--- begin INFORMATION PROVIDED ---

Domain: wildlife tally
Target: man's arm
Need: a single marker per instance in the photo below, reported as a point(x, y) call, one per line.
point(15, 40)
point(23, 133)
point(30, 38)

--- end INFORMATION PROVIDED ---

AIM OF THE TASK: Put the lines from the data into a JSON list of strings, with each line as its own string and blank lines omitted.

TASK ANSWER:
[
  "Domain: wildlife tally",
  "Target: man's arm",
  "Need: a single marker per instance in the photo below, reported as a point(x, y) call, one per line.",
  "point(15, 40)",
  "point(23, 133)",
  "point(30, 38)"
]